Every line below from the one containing "If you could tag the horse's belly" through the one containing "If you could tag the horse's front" must be transcribed exactly. Omit all lines outside that stretch.

- Opening Delimiter -

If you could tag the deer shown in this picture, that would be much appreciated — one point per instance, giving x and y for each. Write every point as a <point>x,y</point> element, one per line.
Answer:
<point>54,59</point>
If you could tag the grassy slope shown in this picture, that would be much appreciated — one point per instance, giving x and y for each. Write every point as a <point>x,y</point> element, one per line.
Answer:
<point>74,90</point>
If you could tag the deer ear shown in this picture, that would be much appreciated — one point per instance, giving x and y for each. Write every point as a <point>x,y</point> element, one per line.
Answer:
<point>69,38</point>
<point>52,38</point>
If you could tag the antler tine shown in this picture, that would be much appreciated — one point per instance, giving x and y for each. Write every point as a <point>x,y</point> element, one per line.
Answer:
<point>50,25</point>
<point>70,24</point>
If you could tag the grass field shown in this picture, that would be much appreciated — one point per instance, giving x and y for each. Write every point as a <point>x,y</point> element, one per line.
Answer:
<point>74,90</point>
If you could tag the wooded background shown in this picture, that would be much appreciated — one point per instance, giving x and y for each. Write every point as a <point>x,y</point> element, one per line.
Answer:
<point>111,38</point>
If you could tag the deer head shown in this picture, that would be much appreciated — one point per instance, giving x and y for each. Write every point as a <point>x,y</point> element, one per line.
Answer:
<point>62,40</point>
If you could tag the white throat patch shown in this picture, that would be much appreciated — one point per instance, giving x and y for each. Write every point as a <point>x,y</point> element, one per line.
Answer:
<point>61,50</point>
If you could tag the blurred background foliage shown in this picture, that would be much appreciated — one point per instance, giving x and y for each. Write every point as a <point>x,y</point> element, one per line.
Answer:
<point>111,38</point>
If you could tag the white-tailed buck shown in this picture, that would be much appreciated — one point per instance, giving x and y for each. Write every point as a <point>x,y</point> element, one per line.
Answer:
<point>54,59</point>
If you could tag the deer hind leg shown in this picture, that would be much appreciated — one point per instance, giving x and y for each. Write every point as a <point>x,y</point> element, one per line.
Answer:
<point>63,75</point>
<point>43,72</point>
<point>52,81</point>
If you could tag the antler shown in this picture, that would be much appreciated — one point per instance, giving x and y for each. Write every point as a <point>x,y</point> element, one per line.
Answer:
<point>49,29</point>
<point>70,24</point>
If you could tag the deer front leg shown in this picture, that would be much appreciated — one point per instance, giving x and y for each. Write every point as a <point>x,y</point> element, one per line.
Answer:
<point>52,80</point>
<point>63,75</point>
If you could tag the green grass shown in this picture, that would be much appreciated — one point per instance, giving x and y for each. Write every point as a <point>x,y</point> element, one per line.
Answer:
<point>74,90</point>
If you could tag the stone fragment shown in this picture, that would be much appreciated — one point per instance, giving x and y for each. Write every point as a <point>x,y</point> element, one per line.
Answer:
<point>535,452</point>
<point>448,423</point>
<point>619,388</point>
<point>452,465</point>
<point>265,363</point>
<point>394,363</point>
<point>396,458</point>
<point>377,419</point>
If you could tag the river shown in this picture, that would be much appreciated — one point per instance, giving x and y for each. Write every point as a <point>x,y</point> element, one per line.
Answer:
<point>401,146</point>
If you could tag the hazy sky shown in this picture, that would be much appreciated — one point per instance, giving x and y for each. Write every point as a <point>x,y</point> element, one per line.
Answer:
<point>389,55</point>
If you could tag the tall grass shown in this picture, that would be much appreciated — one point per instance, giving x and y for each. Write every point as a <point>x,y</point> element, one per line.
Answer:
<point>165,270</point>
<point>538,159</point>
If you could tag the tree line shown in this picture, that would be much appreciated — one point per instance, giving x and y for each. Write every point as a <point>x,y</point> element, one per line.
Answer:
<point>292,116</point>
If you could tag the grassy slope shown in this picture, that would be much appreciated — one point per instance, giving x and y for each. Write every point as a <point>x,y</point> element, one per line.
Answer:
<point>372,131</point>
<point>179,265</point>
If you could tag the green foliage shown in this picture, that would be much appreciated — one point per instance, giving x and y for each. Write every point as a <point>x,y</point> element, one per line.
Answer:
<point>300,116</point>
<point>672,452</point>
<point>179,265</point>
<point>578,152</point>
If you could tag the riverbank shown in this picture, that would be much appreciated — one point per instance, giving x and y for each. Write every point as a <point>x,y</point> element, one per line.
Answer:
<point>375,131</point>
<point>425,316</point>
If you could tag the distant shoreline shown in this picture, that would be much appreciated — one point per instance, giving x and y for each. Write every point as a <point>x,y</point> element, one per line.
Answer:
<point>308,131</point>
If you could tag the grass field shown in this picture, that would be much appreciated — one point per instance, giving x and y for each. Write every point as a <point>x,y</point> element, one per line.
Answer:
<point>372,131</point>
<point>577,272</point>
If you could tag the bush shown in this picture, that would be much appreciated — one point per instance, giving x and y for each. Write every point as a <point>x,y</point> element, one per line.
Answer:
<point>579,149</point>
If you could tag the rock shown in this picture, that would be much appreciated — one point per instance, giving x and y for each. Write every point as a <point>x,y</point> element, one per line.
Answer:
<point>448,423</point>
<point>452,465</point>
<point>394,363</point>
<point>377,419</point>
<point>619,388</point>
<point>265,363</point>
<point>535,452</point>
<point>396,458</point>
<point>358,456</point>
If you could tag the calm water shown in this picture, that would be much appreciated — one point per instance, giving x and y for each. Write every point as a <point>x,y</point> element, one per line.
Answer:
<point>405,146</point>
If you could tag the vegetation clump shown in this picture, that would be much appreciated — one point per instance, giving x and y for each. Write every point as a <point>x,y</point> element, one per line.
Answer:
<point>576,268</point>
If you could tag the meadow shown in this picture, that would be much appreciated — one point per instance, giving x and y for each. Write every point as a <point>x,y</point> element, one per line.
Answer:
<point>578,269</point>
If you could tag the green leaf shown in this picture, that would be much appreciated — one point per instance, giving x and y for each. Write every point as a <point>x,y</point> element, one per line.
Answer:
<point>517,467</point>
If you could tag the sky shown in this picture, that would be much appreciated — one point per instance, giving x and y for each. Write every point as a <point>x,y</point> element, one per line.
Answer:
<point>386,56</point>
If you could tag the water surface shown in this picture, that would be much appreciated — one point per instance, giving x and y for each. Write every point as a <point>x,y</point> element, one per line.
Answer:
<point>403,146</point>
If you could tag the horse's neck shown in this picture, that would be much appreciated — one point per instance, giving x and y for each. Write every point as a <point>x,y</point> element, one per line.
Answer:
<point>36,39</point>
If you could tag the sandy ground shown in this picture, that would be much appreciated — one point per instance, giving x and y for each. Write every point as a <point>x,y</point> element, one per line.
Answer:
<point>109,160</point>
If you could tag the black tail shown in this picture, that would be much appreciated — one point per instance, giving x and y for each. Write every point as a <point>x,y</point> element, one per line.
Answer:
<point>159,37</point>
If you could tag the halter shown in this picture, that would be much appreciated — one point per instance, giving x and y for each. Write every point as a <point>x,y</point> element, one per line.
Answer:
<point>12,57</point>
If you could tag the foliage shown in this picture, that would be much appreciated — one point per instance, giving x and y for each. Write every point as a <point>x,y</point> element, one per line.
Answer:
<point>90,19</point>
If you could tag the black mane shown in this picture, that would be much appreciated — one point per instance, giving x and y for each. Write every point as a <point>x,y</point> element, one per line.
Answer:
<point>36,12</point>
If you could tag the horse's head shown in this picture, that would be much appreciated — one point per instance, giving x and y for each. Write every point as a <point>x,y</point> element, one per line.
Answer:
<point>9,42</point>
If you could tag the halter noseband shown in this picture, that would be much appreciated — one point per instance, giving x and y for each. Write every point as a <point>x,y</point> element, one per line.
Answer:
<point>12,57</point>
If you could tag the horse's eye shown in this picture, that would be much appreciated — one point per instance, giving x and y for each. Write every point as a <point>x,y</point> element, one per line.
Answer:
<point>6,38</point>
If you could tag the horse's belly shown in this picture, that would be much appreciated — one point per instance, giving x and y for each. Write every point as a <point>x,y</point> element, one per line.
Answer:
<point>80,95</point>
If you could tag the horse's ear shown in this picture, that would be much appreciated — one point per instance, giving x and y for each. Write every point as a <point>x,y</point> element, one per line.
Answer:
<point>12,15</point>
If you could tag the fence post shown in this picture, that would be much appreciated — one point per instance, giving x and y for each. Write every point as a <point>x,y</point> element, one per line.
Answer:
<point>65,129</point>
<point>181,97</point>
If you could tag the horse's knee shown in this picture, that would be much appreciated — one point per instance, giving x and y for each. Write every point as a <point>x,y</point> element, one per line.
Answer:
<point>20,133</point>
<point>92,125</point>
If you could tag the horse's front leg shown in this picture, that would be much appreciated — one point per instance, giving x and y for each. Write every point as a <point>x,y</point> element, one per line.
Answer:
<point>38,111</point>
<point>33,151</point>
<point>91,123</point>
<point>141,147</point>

- Closing Delimiter -

ANSWER SPACE:
If you could tag the horse's belly shown in this picture, that would be much appreciated — one point per instance, giving x and y for each. Write every point as a <point>x,y</point> element, one per line.
Answer:
<point>80,95</point>
If you could tag the horse's ear shown in this picture, that would be much appreciated — one point per instance, giving x and y for each. Write every point as a <point>x,y</point> element, one per line.
Answer:
<point>12,15</point>
If you could tag the fence post shown in this picture, that would be much appreciated — one point per instance, giving x and y for each. Write every point as a <point>x,y</point> element, one per line.
Answer:
<point>65,129</point>
<point>181,97</point>
If you could tag the horse's knee shown in this picture, that would be much appreciated — one point per instance, giving x and y for each. Write every point as a <point>x,y</point> element, one per line.
Answer:
<point>20,133</point>
<point>92,125</point>
If you could tag the horse's front leg shown in this picture, that would be much appreciated — one point per instance, giving x and y for each. Write every point as a <point>x,y</point> element, one per line.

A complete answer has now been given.